> **Problem requirements**:
Answer these questions from the blog post on houseguests:
1. What does the writer now avoid that makes enjoying company easier?
2. Which traveler did the Old Testament couple often have over to eat and sleep?
3. What did that couple build onto the side of their house?

---------- Extract to read ----------

Showing posts with label Hospitality. Show all posts
Showing posts with label Hospitality. Show all posts

Monday, March 5, 2012

Houseguests: Preparing for them, then enjoying them

Enjoying company is a little easier for me these days. Now that I avoid overhostessing, things are better. There is still a tremendous amount of energy required to prepare for house guests; even a generally clean household needs a few extras before guests can comfortably be absorbed into the home.

I feel like I have read a lot about Christian hospitality and how our attitudes are supposed to be welcoming and how we are to show love to travelers and friends by opening our homes to others. We read in the Bible about how the early church met in homes, about how Chloe (wasn't it Chloe?) opened her home so believers could meet, learn, and worship together. And then there was that couple in the Old Testament who had Elisha over to eat and sleep often on his travels through their village. As I prepared for house guests this time, I thought about that couple. They really were not just fly-by-the-seat-of-their-pants hospitable, they were organized. As you recall, they built Elisha a room onto the side of their house, so that he would have his own special place to stay whenever he needed it. Wow. Now that's hospitality.

---------- Supplied material ----------

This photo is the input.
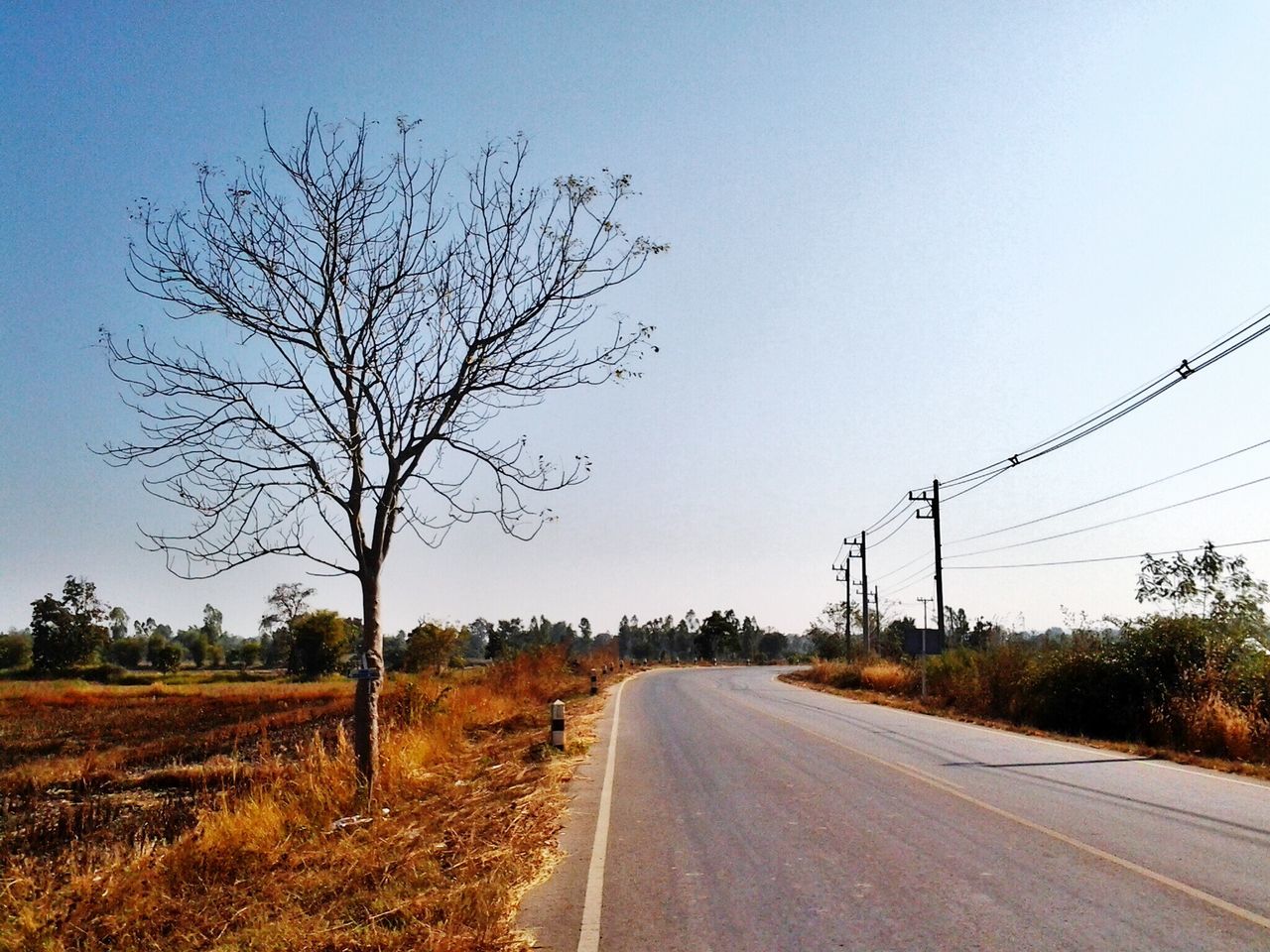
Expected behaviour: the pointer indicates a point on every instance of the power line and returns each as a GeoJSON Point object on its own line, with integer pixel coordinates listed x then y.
{"type": "Point", "coordinates": [1111, 522]}
{"type": "Point", "coordinates": [885, 518]}
{"type": "Point", "coordinates": [1160, 385]}
{"type": "Point", "coordinates": [902, 583]}
{"type": "Point", "coordinates": [1107, 499]}
{"type": "Point", "coordinates": [902, 525]}
{"type": "Point", "coordinates": [896, 571]}
{"type": "Point", "coordinates": [1100, 558]}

----------

> **Problem solution**:
1. Overhostessing.
2. Elisha.
3. A room for Elisha, so he would have his own special place to stay whenever he needed it.